▶ [INSTRUCTIONS FOR THE TASK]
Extract all of the lines below verbatim, leaving out the pictures.

▶ [EXTRACTED ENTRIES]
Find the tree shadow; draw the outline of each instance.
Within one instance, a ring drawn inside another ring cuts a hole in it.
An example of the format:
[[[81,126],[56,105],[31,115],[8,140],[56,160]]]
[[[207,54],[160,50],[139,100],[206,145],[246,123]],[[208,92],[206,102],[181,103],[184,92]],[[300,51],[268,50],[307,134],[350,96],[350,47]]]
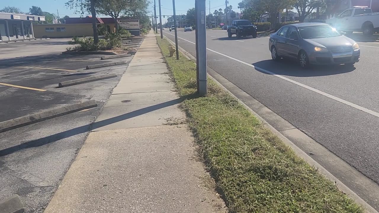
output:
[[[304,69],[301,68],[294,61],[282,59],[279,61],[265,60],[252,64],[255,70],[269,75],[296,77],[310,77],[337,75],[352,72],[356,69],[354,66],[345,65],[313,65],[309,68]],[[266,72],[275,70],[272,73]]]

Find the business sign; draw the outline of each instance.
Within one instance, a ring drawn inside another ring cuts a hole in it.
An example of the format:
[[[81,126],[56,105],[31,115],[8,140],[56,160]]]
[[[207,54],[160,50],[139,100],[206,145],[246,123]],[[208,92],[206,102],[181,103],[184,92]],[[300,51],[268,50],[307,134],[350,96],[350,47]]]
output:
[[[139,19],[134,20],[119,20],[119,24],[121,27],[127,30],[139,30]]]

▶ [THE COMPLETED TASK]
Find the tree shadow; draw the outline of each instance.
Within one instance, a ring drawn inside another ring cuts a hole in it.
An example of the format:
[[[81,126],[56,105],[31,115],[8,140],[56,160]]]
[[[207,54],[160,50],[139,100],[206,145],[246,123]],[[208,92],[206,102],[181,103],[184,92]],[[300,51],[268,50],[307,134],[350,96],[350,47]]]
output:
[[[304,69],[301,68],[294,61],[282,59],[279,61],[265,60],[252,64],[255,70],[269,75],[296,77],[310,77],[337,75],[352,72],[356,69],[354,66],[345,65],[313,65],[309,68]],[[266,72],[275,70],[272,73]]]

Find the business sign; draw the outline of each instance.
Within one instance, a ring drawn inside another ring cuts a hole in it.
An example of the format:
[[[81,126],[56,105],[31,115],[8,140],[56,160]]]
[[[207,54],[160,50],[139,100],[206,145],[246,123]],[[208,92],[206,102],[181,103],[184,92]],[[300,51],[268,50],[307,134],[350,96],[350,47]]]
output:
[[[139,19],[134,20],[119,20],[119,24],[121,27],[127,30],[139,30]]]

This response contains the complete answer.